- Assigned task
In the records below, which lines include "castle"? Copy them.

- Saved entries
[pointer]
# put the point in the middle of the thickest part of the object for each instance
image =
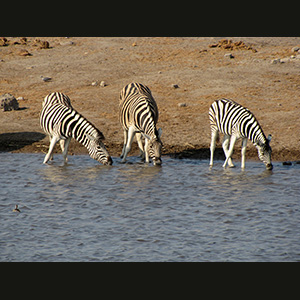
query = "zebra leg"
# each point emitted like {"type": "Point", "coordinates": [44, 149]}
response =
{"type": "Point", "coordinates": [244, 145]}
{"type": "Point", "coordinates": [66, 144]}
{"type": "Point", "coordinates": [230, 151]}
{"type": "Point", "coordinates": [130, 137]}
{"type": "Point", "coordinates": [140, 144]}
{"type": "Point", "coordinates": [214, 136]}
{"type": "Point", "coordinates": [125, 142]}
{"type": "Point", "coordinates": [54, 140]}
{"type": "Point", "coordinates": [146, 150]}
{"type": "Point", "coordinates": [50, 138]}
{"type": "Point", "coordinates": [225, 145]}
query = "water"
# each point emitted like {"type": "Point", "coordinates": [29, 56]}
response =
{"type": "Point", "coordinates": [182, 211]}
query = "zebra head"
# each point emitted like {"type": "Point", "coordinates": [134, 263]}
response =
{"type": "Point", "coordinates": [264, 152]}
{"type": "Point", "coordinates": [155, 146]}
{"type": "Point", "coordinates": [98, 151]}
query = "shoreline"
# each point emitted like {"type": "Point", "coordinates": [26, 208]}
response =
{"type": "Point", "coordinates": [37, 142]}
{"type": "Point", "coordinates": [184, 74]}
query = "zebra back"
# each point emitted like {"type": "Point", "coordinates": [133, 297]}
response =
{"type": "Point", "coordinates": [138, 108]}
{"type": "Point", "coordinates": [65, 122]}
{"type": "Point", "coordinates": [57, 97]}
{"type": "Point", "coordinates": [229, 117]}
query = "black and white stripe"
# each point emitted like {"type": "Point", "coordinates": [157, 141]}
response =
{"type": "Point", "coordinates": [62, 122]}
{"type": "Point", "coordinates": [235, 122]}
{"type": "Point", "coordinates": [138, 114]}
{"type": "Point", "coordinates": [57, 97]}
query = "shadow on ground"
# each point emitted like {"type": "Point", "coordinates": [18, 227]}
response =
{"type": "Point", "coordinates": [17, 140]}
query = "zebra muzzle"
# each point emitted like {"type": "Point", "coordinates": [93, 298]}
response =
{"type": "Point", "coordinates": [109, 160]}
{"type": "Point", "coordinates": [157, 161]}
{"type": "Point", "coordinates": [269, 166]}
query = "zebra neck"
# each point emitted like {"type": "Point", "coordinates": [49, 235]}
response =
{"type": "Point", "coordinates": [258, 137]}
{"type": "Point", "coordinates": [81, 130]}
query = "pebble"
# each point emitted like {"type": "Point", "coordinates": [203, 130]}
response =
{"type": "Point", "coordinates": [276, 61]}
{"type": "Point", "coordinates": [182, 104]}
{"type": "Point", "coordinates": [16, 209]}
{"type": "Point", "coordinates": [68, 43]}
{"type": "Point", "coordinates": [229, 55]}
{"type": "Point", "coordinates": [46, 78]}
{"type": "Point", "coordinates": [24, 52]}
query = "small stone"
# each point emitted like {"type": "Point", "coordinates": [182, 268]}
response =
{"type": "Point", "coordinates": [228, 55]}
{"type": "Point", "coordinates": [284, 60]}
{"type": "Point", "coordinates": [182, 105]}
{"type": "Point", "coordinates": [45, 78]}
{"type": "Point", "coordinates": [44, 45]}
{"type": "Point", "coordinates": [68, 43]}
{"type": "Point", "coordinates": [295, 49]}
{"type": "Point", "coordinates": [8, 102]}
{"type": "Point", "coordinates": [275, 61]}
{"type": "Point", "coordinates": [103, 83]}
{"type": "Point", "coordinates": [24, 52]}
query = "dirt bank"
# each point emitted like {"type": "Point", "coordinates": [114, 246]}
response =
{"type": "Point", "coordinates": [247, 70]}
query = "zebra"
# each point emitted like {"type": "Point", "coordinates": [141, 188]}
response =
{"type": "Point", "coordinates": [235, 122]}
{"type": "Point", "coordinates": [138, 115]}
{"type": "Point", "coordinates": [62, 122]}
{"type": "Point", "coordinates": [57, 97]}
{"type": "Point", "coordinates": [52, 98]}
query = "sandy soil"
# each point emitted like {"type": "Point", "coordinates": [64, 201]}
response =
{"type": "Point", "coordinates": [196, 64]}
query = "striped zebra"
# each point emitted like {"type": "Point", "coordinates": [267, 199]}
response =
{"type": "Point", "coordinates": [138, 116]}
{"type": "Point", "coordinates": [235, 122]}
{"type": "Point", "coordinates": [57, 97]}
{"type": "Point", "coordinates": [62, 122]}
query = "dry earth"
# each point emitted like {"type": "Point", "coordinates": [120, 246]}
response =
{"type": "Point", "coordinates": [198, 65]}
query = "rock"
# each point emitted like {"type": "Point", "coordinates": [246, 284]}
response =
{"type": "Point", "coordinates": [44, 45]}
{"type": "Point", "coordinates": [3, 41]}
{"type": "Point", "coordinates": [182, 105]}
{"type": "Point", "coordinates": [45, 78]}
{"type": "Point", "coordinates": [23, 41]}
{"type": "Point", "coordinates": [284, 60]}
{"type": "Point", "coordinates": [9, 102]}
{"type": "Point", "coordinates": [295, 49]}
{"type": "Point", "coordinates": [68, 43]}
{"type": "Point", "coordinates": [228, 55]}
{"type": "Point", "coordinates": [275, 61]}
{"type": "Point", "coordinates": [24, 52]}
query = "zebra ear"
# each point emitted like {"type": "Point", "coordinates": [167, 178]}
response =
{"type": "Point", "coordinates": [146, 136]}
{"type": "Point", "coordinates": [269, 137]}
{"type": "Point", "coordinates": [159, 132]}
{"type": "Point", "coordinates": [90, 137]}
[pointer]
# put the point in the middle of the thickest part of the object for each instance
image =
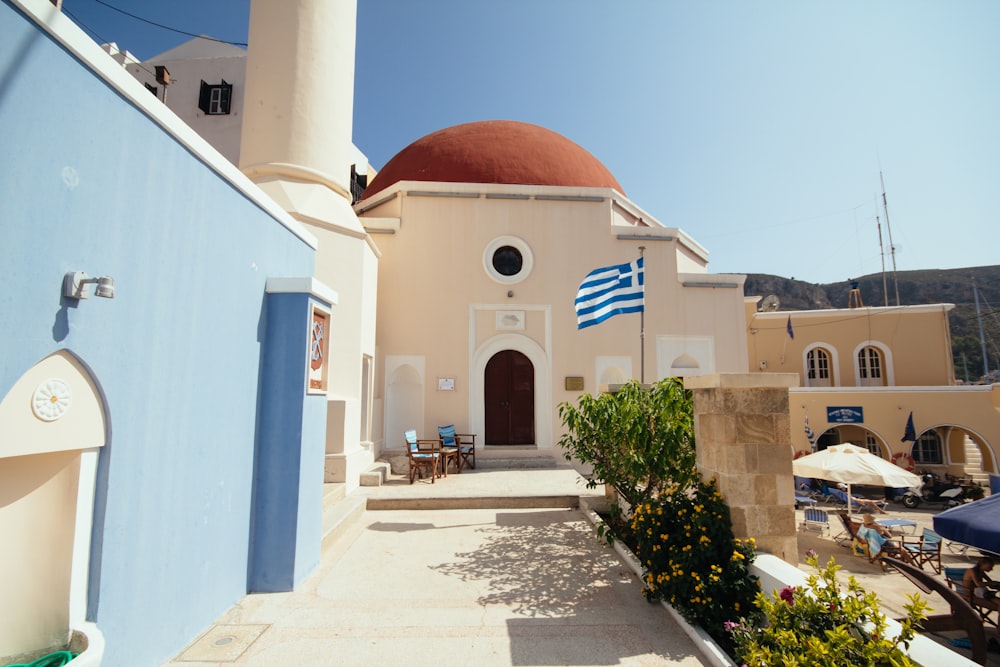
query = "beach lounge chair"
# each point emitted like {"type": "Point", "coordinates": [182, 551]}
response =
{"type": "Point", "coordinates": [926, 550]}
{"type": "Point", "coordinates": [874, 547]}
{"type": "Point", "coordinates": [816, 519]}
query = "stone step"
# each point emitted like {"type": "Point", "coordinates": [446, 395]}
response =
{"type": "Point", "coordinates": [376, 474]}
{"type": "Point", "coordinates": [519, 463]}
{"type": "Point", "coordinates": [340, 516]}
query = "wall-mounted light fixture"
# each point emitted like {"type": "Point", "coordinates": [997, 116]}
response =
{"type": "Point", "coordinates": [74, 285]}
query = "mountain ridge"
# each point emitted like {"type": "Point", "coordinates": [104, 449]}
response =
{"type": "Point", "coordinates": [915, 288]}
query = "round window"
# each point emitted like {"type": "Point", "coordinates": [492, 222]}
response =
{"type": "Point", "coordinates": [507, 260]}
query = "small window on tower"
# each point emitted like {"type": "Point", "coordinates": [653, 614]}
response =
{"type": "Point", "coordinates": [215, 99]}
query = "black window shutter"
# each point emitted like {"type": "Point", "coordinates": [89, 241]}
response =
{"type": "Point", "coordinates": [227, 94]}
{"type": "Point", "coordinates": [205, 96]}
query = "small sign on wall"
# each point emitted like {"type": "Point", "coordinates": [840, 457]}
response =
{"type": "Point", "coordinates": [319, 349]}
{"type": "Point", "coordinates": [845, 415]}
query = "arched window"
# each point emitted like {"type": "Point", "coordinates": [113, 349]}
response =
{"type": "Point", "coordinates": [818, 368]}
{"type": "Point", "coordinates": [927, 449]}
{"type": "Point", "coordinates": [871, 367]}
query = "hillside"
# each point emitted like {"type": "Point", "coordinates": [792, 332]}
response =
{"type": "Point", "coordinates": [915, 287]}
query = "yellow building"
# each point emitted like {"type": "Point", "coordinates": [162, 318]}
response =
{"type": "Point", "coordinates": [865, 371]}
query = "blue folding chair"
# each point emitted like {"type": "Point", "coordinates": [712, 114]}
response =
{"type": "Point", "coordinates": [424, 455]}
{"type": "Point", "coordinates": [463, 444]}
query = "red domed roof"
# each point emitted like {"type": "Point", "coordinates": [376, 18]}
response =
{"type": "Point", "coordinates": [495, 151]}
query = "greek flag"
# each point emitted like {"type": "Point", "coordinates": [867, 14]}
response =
{"type": "Point", "coordinates": [610, 291]}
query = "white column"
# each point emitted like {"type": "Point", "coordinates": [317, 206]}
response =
{"type": "Point", "coordinates": [299, 97]}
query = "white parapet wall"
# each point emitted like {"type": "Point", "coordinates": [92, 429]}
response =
{"type": "Point", "coordinates": [774, 574]}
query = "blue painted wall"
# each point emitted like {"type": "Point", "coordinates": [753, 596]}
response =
{"type": "Point", "coordinates": [288, 479]}
{"type": "Point", "coordinates": [90, 183]}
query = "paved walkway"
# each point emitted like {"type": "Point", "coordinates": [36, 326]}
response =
{"type": "Point", "coordinates": [483, 586]}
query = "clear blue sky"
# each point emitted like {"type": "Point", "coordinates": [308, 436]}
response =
{"type": "Point", "coordinates": [759, 128]}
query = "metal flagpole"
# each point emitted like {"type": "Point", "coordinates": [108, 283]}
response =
{"type": "Point", "coordinates": [642, 325]}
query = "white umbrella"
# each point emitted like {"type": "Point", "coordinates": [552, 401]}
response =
{"type": "Point", "coordinates": [851, 464]}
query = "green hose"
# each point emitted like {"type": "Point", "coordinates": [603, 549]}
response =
{"type": "Point", "coordinates": [57, 659]}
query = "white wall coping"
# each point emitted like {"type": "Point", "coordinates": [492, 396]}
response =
{"type": "Point", "coordinates": [774, 574]}
{"type": "Point", "coordinates": [305, 285]}
{"type": "Point", "coordinates": [59, 26]}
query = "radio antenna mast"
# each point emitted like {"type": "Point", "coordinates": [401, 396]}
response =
{"type": "Point", "coordinates": [881, 249]}
{"type": "Point", "coordinates": [888, 228]}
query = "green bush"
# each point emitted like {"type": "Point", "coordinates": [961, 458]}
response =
{"type": "Point", "coordinates": [685, 542]}
{"type": "Point", "coordinates": [638, 439]}
{"type": "Point", "coordinates": [820, 625]}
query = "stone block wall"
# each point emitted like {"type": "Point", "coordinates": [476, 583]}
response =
{"type": "Point", "coordinates": [743, 440]}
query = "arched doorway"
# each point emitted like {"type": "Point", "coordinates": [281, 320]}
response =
{"type": "Point", "coordinates": [509, 399]}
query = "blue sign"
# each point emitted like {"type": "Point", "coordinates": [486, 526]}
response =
{"type": "Point", "coordinates": [845, 415]}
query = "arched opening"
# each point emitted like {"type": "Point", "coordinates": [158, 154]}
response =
{"type": "Point", "coordinates": [54, 424]}
{"type": "Point", "coordinates": [509, 399]}
{"type": "Point", "coordinates": [404, 400]}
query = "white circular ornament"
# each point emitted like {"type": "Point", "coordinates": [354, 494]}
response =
{"type": "Point", "coordinates": [51, 399]}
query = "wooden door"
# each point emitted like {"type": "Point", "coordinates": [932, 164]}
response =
{"type": "Point", "coordinates": [510, 399]}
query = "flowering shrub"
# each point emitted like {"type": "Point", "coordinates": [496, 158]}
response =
{"type": "Point", "coordinates": [685, 542]}
{"type": "Point", "coordinates": [821, 625]}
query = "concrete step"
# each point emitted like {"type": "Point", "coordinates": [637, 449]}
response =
{"type": "Point", "coordinates": [340, 517]}
{"type": "Point", "coordinates": [475, 502]}
{"type": "Point", "coordinates": [519, 462]}
{"type": "Point", "coordinates": [375, 475]}
{"type": "Point", "coordinates": [333, 492]}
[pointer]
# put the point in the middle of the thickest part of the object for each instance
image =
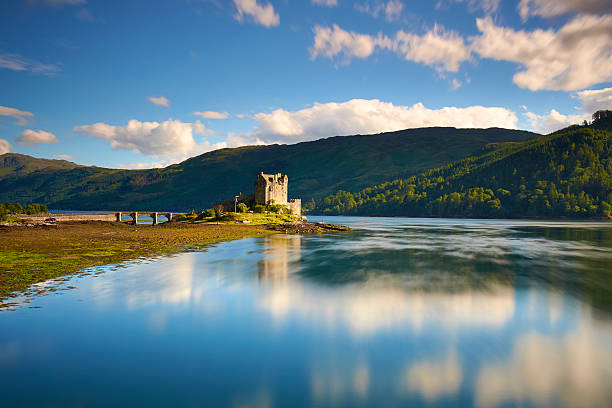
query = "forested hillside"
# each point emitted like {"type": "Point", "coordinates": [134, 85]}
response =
{"type": "Point", "coordinates": [565, 174]}
{"type": "Point", "coordinates": [315, 170]}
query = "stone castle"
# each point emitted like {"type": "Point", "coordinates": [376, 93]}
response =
{"type": "Point", "coordinates": [268, 189]}
{"type": "Point", "coordinates": [274, 189]}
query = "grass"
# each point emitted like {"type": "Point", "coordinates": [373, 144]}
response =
{"type": "Point", "coordinates": [246, 218]}
{"type": "Point", "coordinates": [30, 255]}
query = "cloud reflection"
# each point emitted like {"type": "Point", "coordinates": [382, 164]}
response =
{"type": "Point", "coordinates": [433, 379]}
{"type": "Point", "coordinates": [573, 370]}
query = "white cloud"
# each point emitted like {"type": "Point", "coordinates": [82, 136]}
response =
{"type": "Point", "coordinates": [144, 165]}
{"type": "Point", "coordinates": [553, 121]}
{"type": "Point", "coordinates": [328, 3]}
{"type": "Point", "coordinates": [442, 49]}
{"type": "Point", "coordinates": [5, 147]}
{"type": "Point", "coordinates": [595, 99]}
{"type": "Point", "coordinates": [63, 156]}
{"type": "Point", "coordinates": [330, 42]}
{"type": "Point", "coordinates": [160, 101]}
{"type": "Point", "coordinates": [16, 62]}
{"type": "Point", "coordinates": [455, 84]}
{"type": "Point", "coordinates": [391, 9]}
{"type": "Point", "coordinates": [212, 115]}
{"type": "Point", "coordinates": [172, 138]}
{"type": "Point", "coordinates": [576, 56]}
{"type": "Point", "coordinates": [264, 15]}
{"type": "Point", "coordinates": [551, 8]}
{"type": "Point", "coordinates": [488, 6]}
{"type": "Point", "coordinates": [361, 116]}
{"type": "Point", "coordinates": [31, 137]}
{"type": "Point", "coordinates": [591, 101]}
{"type": "Point", "coordinates": [445, 50]}
{"type": "Point", "coordinates": [20, 115]}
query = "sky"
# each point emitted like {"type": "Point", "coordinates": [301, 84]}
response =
{"type": "Point", "coordinates": [139, 84]}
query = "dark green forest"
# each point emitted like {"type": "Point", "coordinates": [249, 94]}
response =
{"type": "Point", "coordinates": [564, 174]}
{"type": "Point", "coordinates": [315, 169]}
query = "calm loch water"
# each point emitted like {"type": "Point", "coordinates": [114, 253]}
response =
{"type": "Point", "coordinates": [402, 312]}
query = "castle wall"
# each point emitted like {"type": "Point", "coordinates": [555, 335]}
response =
{"type": "Point", "coordinates": [295, 204]}
{"type": "Point", "coordinates": [271, 189]}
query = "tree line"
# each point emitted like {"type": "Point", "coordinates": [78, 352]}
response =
{"type": "Point", "coordinates": [564, 174]}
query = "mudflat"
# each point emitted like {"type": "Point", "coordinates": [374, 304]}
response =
{"type": "Point", "coordinates": [31, 254]}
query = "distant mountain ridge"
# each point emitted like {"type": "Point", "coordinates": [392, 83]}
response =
{"type": "Point", "coordinates": [565, 174]}
{"type": "Point", "coordinates": [315, 169]}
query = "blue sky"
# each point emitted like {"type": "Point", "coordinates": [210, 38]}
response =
{"type": "Point", "coordinates": [149, 83]}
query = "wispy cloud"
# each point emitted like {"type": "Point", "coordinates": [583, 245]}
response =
{"type": "Point", "coordinates": [442, 49]}
{"type": "Point", "coordinates": [5, 147]}
{"type": "Point", "coordinates": [16, 62]}
{"type": "Point", "coordinates": [327, 3]}
{"type": "Point", "coordinates": [212, 115]}
{"type": "Point", "coordinates": [171, 138]}
{"type": "Point", "coordinates": [574, 57]}
{"type": "Point", "coordinates": [363, 116]}
{"type": "Point", "coordinates": [552, 8]}
{"type": "Point", "coordinates": [63, 156]}
{"type": "Point", "coordinates": [30, 137]}
{"type": "Point", "coordinates": [264, 15]}
{"type": "Point", "coordinates": [21, 116]}
{"type": "Point", "coordinates": [390, 9]}
{"type": "Point", "coordinates": [160, 101]}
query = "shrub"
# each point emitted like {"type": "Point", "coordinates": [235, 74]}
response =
{"type": "Point", "coordinates": [259, 209]}
{"type": "Point", "coordinates": [14, 208]}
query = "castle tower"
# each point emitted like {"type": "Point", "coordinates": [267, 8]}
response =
{"type": "Point", "coordinates": [271, 189]}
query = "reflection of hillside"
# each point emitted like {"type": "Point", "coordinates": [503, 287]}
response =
{"type": "Point", "coordinates": [279, 251]}
{"type": "Point", "coordinates": [572, 260]}
{"type": "Point", "coordinates": [573, 370]}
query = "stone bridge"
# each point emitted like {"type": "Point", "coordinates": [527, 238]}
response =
{"type": "Point", "coordinates": [103, 216]}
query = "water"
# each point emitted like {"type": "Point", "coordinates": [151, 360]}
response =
{"type": "Point", "coordinates": [403, 312]}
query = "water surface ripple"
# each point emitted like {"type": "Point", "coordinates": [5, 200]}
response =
{"type": "Point", "coordinates": [401, 312]}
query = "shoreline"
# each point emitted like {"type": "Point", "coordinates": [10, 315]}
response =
{"type": "Point", "coordinates": [33, 253]}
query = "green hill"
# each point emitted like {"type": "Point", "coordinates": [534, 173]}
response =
{"type": "Point", "coordinates": [565, 174]}
{"type": "Point", "coordinates": [315, 169]}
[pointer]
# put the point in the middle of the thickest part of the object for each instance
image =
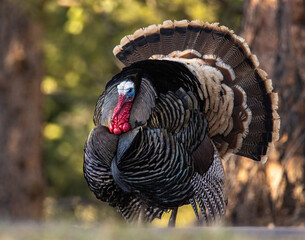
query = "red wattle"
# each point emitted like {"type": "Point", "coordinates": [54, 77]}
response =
{"type": "Point", "coordinates": [117, 131]}
{"type": "Point", "coordinates": [119, 121]}
{"type": "Point", "coordinates": [126, 127]}
{"type": "Point", "coordinates": [111, 128]}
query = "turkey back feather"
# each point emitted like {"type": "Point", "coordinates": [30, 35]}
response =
{"type": "Point", "coordinates": [240, 105]}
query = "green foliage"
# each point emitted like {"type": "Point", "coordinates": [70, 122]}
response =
{"type": "Point", "coordinates": [79, 36]}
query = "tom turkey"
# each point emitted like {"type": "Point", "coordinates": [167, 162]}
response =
{"type": "Point", "coordinates": [191, 94]}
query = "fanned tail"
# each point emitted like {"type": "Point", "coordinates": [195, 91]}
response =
{"type": "Point", "coordinates": [240, 105]}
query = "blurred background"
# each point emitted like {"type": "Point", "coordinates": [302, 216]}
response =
{"type": "Point", "coordinates": [55, 59]}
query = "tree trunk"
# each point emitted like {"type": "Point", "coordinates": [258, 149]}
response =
{"type": "Point", "coordinates": [275, 192]}
{"type": "Point", "coordinates": [21, 188]}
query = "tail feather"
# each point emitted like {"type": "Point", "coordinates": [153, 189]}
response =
{"type": "Point", "coordinates": [240, 104]}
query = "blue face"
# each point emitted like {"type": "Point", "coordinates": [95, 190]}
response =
{"type": "Point", "coordinates": [130, 94]}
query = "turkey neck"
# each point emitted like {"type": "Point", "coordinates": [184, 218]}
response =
{"type": "Point", "coordinates": [120, 116]}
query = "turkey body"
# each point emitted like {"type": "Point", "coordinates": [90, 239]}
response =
{"type": "Point", "coordinates": [195, 95]}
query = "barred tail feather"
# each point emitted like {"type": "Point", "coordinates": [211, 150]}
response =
{"type": "Point", "coordinates": [241, 107]}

- Output
query = "stone castle"
query = "castle wall"
query = "castle tower"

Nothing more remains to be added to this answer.